### DOCUMENT EXTRACT
-------
As the orderlies wheeled Mum back to her room to meet with her surgeon (and to have her worst fears confirmed), she cried the whole way. Soundlessly, there was no dramatic sobbing; just a silent, constant flow of tears. Tears of fatigue and defeat. Cancer finally had her beat.
When they reached Mum’s ward, the orderlies negotiated the maze of identical white corridors with proficiency, the only sound the faint rattle of the trolley wheels on the linoleum floor. But as they got closer to her room Mum heard another noise; the noise of shrieking, wailing women. Women screaming at the top of their lungs with—what? Sorrow? Joy? Had someone died? Mum couldn’t make it out. Then a boy called out ‘Yessss!’ and Mum heard something that sounded like the sound of flat hands slapping the concrete walls all along the corridor. ‘It’s not cancer! It’s not cancer!’ somebody was shouting. There was laughter and confusion and the sound of people running up and down the corridor, slapping the walls in ecstasy, their feet skidding on the plastic floor. ‘It’s not cancer! It’s not cancer!’ they whooped again and again and again, their shouts bouncing off the hospital walls. Who was this crazy family?
Us.
When Mum got close enough she realised it was our crazy family, going berserk because her surgery had just revealed the most beautiful news in the world: it wasn’t cancer.
Mum’s surgeon had delivered her results to us just moments before Mum arrived. Somehow, he said, against all the odds, the tumour on her right ovary was benign. In addition to the tumour, Mum was suffering severe endometriosis; so severe that when they opened her up in theatre the horrid stuff had came bubbling up and out of her wound and this was why her initial ultrasound looked so grim. Mum had had the tumour removed, as well as the masses of endometriosis, plus some damaged sections of her bowel. Hence the extensive bandages. But what none of us could believe—including the surgeon who was so astounded he’d asked for Mum’s biopsy to be tested twice—was that there was no cancer present.
The surgeon told us that they’d cheered in theatre when the result of the biopsies came back. But that was nothing compared to the cheering our family was doing now. We were all so certain that this dreaded cancer had come for one of us again that we didn’t dare think that Mum’s
surgery would show her ovaries to be cancer free. The best any of us had hoped for was that they’d caught the cancer early enough for the tumour to be contained and maybe even possibly removed. We were thinking in terms of: How much chemo would Mum have to have? And, what would her life expectancy be now that she had secondary cancer? Not: How long till Mum can come home and get back to planning my wedding? It was one of the best days of all our lives.
Mum, however, was trying desperately to quieten us all down. In her usual style (and just like her own mother), Mum was more concerned about everyone else around her and right now she was worried we might be disturbing the other patients on the ward. ‘Shhh!’ she hissed at us, trying uselessly to wipe the smile from her face. ‘What if there are other patients around who haven’t had good news today?’
But we couldn’t help ourselves. Mum didn’t have cancer, that’s all we cared about right now, and who could blame us for wanting to tell the world?
Several weeks later, Mum was at home again and recuperating well. As Dad and I sat chatting over a cup of tea one evening, he turned to me and said: ‘You know, when I went to move the car on the day of your mum’s surgery, the strangest thing happened …’ He placed his mug down on the table and fiddled with it, looking slightly embarrassed about what he was about to tell me. ‘When I opened the driver’s side door to get out and head back to the hospital, I found two $2 coins on the ground and they were stacked perfectly on top of one another.’ This, Dad claimed, was the instant he knew Mum didn’t have cancer.
-------
### DATA SUPPLIED
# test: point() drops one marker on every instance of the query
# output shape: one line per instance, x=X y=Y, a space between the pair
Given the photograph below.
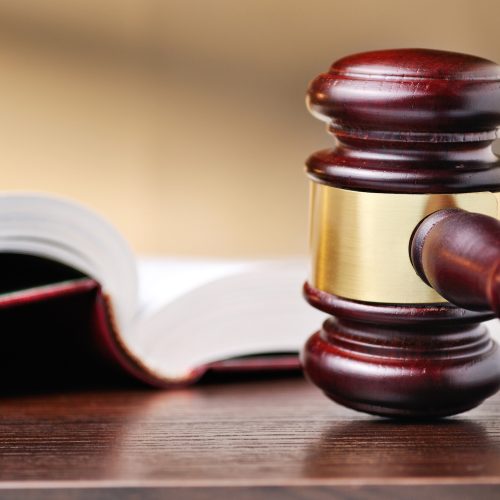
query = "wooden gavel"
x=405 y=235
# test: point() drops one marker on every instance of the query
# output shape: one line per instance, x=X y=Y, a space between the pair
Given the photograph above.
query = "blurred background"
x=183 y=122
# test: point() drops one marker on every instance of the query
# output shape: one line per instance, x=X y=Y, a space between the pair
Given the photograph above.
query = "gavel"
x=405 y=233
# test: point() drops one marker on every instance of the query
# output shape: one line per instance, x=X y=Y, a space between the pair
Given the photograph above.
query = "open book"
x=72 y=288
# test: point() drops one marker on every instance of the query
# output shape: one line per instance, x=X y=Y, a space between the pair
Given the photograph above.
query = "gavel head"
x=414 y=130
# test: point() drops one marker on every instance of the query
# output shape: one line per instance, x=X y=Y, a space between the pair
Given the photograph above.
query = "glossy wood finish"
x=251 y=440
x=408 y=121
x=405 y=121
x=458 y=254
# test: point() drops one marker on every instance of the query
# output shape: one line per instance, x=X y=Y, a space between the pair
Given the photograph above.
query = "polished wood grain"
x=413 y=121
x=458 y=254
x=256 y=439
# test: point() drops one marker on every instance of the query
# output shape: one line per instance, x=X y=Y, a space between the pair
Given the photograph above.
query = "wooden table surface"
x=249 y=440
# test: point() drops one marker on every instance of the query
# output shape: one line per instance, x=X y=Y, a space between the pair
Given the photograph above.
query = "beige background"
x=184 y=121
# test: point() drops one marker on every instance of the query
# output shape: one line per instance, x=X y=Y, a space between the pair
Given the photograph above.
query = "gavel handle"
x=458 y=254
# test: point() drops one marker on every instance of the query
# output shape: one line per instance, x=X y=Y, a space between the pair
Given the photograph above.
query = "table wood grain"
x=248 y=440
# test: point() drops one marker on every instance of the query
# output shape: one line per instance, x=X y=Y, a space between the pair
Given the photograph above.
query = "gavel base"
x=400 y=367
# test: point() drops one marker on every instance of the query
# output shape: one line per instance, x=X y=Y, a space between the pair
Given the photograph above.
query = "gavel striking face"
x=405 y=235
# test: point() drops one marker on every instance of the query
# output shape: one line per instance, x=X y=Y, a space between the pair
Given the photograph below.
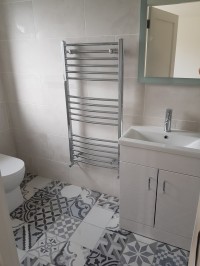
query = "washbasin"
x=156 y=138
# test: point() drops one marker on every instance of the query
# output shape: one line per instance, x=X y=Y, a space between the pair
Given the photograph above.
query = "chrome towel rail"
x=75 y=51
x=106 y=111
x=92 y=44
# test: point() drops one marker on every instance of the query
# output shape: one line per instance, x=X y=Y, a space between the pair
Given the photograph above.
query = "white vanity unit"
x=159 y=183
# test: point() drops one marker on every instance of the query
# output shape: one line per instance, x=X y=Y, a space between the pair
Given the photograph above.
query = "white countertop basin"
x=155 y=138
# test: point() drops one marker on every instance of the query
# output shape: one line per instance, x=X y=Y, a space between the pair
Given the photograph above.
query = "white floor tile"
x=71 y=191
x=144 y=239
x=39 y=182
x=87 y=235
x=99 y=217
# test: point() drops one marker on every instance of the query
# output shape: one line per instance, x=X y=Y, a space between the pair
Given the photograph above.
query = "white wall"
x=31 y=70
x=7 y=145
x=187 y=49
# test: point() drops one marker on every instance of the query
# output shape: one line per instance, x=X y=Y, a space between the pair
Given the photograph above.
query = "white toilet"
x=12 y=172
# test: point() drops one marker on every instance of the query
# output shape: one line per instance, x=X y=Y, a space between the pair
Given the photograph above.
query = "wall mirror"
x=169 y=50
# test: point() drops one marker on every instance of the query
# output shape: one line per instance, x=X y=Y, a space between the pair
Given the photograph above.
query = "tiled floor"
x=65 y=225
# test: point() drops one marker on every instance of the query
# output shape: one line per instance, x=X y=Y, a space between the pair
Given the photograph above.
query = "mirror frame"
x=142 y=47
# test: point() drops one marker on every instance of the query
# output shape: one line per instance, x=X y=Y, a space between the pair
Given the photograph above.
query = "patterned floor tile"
-------
### WORK ORDER A
According to the passage about Mum's surgery, what did Dad find on the ground when he opened the driver's side door?
### WORK ORDER B
Reproduce everything in the passage about Mum's surgery from "Mum’s surgeon had" down to "no cancer present.".
The rows come from a separate source unrelated to the passage about Mum's surgery.

### PROBLEM SOLUTION A
Two $2 coins stacked perfectly on top of one another.

### PROBLEM SOLUTION B
Mum’s surgeon had delivered her results to us just moments before Mum arrived. Somehow, he said, against all the odds, the tumour on her right ovary was benign. In addition to the tumour, Mum was suffering severe endometriosis; so severe that when they opened her up in theatre the horrid stuff had came bubbling up and out of her wound and this was why her initial ultrasound looked so grim. Mum had had the tumour removed, as well as the masses of endometriosis, plus some damaged sections of her bowel. Hence the extensive bandages. But what none of us could believe—including the surgeon who was so astounded he’d asked for Mum’s biopsy to be tested twice—was that there was no cancer present.